So…You Want to be the Next Seth Godin?

The first book I ever read by Seth Godin was The Purple Cow. I mean, the title alone was irresistible. And that purple cover was the clincher. But, what I loved more than anything about that book was this: It made me think about my business in a way I had never considered. And Seth did that in about 200 so-fun-to-read pages.

If you’re thinking about writing a nonfiction book about a business-related topic and have visions of yourself becoming the next Seth Godin, STOP AND READ THIS FIRST! Yes. His books are typically small and are really quick reads. And that might lull you into thinking what he does is easy. After all, you’ve got great ideas, too, and you can surely write a book that’s at least as long as Seth’s — right? Hmmm. If it were only that simple.
———
▸ WORK TO DO:
A – Reproduce the passage about becoming the next Seth Godin from "The first book" to "200 so-fun-to-read pages.".
B – Please write out the lines of the listing from the line with "light oak frame -> box" to the line with "top-left (114, 113), bottom-right (332, 187)", both included.

▸ RAW RECORDS:
———
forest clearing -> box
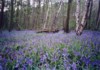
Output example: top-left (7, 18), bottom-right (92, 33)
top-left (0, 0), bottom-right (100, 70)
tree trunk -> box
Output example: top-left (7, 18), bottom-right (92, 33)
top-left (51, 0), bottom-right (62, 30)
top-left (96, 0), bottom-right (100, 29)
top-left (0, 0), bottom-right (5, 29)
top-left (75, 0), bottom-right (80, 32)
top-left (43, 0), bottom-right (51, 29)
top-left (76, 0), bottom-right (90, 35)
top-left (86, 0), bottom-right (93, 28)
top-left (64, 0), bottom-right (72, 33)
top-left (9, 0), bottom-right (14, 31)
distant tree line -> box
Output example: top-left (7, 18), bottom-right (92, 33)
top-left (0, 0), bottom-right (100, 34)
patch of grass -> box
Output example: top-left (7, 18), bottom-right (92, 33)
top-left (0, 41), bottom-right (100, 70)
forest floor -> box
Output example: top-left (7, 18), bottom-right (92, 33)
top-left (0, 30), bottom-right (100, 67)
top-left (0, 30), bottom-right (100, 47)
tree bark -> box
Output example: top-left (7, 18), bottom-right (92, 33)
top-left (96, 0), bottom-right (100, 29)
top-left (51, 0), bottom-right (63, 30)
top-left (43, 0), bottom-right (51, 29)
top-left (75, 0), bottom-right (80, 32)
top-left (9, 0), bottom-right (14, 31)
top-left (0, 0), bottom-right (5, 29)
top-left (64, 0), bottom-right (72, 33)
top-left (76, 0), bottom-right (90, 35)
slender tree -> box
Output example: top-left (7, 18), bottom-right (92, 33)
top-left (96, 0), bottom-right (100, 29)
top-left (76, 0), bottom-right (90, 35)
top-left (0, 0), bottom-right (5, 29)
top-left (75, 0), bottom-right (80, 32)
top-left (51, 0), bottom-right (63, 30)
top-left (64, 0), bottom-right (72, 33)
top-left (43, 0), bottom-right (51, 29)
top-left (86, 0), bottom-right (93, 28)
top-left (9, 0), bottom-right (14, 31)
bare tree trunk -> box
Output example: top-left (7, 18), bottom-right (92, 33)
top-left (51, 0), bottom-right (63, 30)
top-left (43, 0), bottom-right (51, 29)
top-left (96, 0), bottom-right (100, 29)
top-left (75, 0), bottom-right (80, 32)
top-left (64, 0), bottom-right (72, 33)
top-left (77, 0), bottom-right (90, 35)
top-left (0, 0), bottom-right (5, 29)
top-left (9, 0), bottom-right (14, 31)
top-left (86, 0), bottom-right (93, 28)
———
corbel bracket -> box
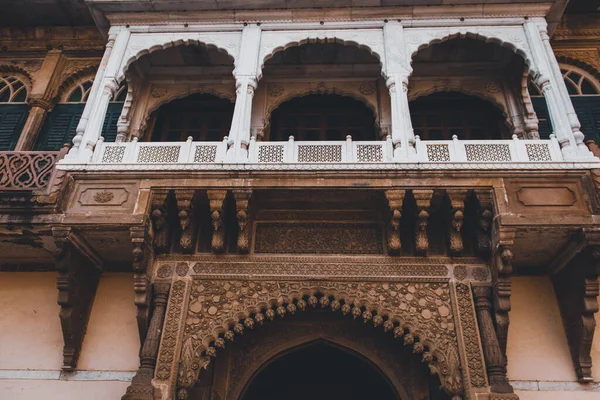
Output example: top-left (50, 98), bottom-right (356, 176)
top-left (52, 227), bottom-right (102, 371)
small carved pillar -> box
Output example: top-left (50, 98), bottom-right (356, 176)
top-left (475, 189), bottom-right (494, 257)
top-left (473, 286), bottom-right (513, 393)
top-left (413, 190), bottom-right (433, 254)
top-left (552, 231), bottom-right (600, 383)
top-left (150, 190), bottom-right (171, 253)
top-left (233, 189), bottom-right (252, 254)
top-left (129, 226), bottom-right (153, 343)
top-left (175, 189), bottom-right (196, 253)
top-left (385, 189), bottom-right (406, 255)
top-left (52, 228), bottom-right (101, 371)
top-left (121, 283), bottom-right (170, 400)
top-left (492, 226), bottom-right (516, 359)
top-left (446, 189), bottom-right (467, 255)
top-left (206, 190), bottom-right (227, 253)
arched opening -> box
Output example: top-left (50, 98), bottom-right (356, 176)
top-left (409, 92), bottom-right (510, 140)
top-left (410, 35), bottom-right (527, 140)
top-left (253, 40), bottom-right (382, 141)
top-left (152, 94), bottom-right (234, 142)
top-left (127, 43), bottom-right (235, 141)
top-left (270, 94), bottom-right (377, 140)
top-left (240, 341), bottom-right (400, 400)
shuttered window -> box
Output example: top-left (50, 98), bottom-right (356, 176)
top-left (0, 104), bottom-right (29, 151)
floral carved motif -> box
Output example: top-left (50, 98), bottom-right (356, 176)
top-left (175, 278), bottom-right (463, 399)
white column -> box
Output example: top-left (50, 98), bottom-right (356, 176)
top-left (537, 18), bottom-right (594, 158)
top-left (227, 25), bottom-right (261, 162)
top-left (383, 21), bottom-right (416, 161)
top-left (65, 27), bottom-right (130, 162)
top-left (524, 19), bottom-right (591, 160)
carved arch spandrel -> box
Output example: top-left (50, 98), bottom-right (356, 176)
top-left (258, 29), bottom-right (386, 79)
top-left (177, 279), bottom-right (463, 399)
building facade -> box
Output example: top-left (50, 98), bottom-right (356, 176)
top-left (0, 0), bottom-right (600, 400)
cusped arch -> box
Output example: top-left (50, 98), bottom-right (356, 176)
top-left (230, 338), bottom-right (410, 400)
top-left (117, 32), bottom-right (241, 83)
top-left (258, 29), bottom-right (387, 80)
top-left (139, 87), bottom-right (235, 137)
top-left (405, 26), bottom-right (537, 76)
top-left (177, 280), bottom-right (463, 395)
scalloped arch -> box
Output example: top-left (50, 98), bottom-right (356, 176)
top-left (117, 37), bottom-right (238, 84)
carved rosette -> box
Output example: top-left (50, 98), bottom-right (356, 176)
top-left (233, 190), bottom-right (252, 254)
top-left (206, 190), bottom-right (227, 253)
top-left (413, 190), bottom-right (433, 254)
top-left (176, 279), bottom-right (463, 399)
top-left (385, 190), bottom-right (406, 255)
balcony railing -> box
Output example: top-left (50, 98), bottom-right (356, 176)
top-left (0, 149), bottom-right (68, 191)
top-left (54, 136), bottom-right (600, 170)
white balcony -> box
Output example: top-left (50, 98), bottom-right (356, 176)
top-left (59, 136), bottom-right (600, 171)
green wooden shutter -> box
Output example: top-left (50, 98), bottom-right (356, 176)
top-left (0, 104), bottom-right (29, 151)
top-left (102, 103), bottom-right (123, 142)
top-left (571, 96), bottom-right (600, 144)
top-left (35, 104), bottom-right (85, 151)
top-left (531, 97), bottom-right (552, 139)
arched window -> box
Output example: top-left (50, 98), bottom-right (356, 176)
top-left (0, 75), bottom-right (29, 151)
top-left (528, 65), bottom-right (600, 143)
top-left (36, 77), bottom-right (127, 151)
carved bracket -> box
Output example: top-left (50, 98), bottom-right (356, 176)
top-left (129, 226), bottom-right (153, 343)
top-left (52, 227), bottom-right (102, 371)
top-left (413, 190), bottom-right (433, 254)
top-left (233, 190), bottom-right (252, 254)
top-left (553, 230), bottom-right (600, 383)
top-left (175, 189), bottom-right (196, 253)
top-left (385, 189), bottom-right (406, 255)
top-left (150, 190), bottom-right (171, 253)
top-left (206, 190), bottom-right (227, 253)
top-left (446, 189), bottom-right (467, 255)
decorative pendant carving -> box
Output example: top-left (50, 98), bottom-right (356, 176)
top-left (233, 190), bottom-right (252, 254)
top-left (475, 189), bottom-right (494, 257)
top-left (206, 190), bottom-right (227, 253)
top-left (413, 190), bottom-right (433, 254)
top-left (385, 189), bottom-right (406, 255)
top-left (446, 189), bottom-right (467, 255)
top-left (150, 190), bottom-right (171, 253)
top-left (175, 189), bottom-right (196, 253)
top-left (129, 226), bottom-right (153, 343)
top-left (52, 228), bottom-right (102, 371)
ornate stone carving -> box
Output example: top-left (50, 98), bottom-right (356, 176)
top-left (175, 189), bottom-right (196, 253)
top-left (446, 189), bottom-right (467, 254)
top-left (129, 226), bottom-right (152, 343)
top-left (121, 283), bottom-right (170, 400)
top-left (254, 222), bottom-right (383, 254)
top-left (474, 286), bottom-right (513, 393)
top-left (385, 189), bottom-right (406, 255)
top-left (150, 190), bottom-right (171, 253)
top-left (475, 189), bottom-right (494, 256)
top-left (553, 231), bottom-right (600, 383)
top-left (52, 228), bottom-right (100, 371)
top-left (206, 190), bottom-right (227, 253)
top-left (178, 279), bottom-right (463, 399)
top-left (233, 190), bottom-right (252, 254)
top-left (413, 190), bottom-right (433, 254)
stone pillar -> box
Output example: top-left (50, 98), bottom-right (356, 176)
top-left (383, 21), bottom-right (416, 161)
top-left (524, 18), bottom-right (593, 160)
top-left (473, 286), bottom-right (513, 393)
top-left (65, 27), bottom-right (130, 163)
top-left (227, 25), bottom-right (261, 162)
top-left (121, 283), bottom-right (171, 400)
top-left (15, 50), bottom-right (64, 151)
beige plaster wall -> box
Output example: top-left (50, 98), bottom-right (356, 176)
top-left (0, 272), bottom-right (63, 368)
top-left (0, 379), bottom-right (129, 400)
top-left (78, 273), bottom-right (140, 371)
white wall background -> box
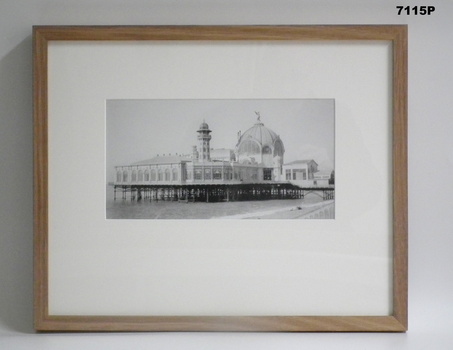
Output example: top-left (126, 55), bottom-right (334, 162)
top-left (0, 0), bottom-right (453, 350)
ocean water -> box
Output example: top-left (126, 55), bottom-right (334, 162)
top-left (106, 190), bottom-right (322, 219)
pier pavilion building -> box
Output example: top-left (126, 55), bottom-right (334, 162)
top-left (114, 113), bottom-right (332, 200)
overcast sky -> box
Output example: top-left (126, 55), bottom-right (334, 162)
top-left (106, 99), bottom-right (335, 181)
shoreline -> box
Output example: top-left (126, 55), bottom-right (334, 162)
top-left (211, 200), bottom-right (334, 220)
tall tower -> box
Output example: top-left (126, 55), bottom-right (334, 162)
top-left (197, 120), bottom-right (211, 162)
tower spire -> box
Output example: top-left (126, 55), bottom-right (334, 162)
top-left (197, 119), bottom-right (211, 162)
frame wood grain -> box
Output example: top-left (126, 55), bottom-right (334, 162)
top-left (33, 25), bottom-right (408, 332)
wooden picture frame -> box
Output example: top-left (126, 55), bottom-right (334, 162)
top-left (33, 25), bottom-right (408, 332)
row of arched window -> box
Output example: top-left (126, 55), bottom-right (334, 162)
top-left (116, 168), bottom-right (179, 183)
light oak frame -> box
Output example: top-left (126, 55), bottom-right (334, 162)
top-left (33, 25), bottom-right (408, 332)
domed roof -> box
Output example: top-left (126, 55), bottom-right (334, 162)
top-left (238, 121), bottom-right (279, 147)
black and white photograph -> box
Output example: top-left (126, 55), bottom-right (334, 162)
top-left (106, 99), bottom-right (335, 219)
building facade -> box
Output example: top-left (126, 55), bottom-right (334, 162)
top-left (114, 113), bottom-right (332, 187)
———
▸ ANSWERS BELOW:
A –
The first book I ever read by Seth Godin was The Purple Cow. I mean, the title alone was irresistible. And that purple cover was the clincher. But, what I loved more than anything about that book was this: It made me think about my business in a way I had never considered. And Seth did that in about 200 so-fun-to-read pages.

B –
light oak frame -> box
Output example: top-left (126, 55), bottom-right (334, 162)
top-left (33, 25), bottom-right (408, 332)
domed roof -> box
Output example: top-left (126, 55), bottom-right (334, 162)
top-left (238, 121), bottom-right (279, 147)
black and white photograph -> box
Output example: top-left (126, 55), bottom-right (334, 162)
top-left (106, 99), bottom-right (335, 219)
building facade -> box
Output example: top-left (126, 55), bottom-right (334, 162)
top-left (114, 113), bottom-right (332, 187)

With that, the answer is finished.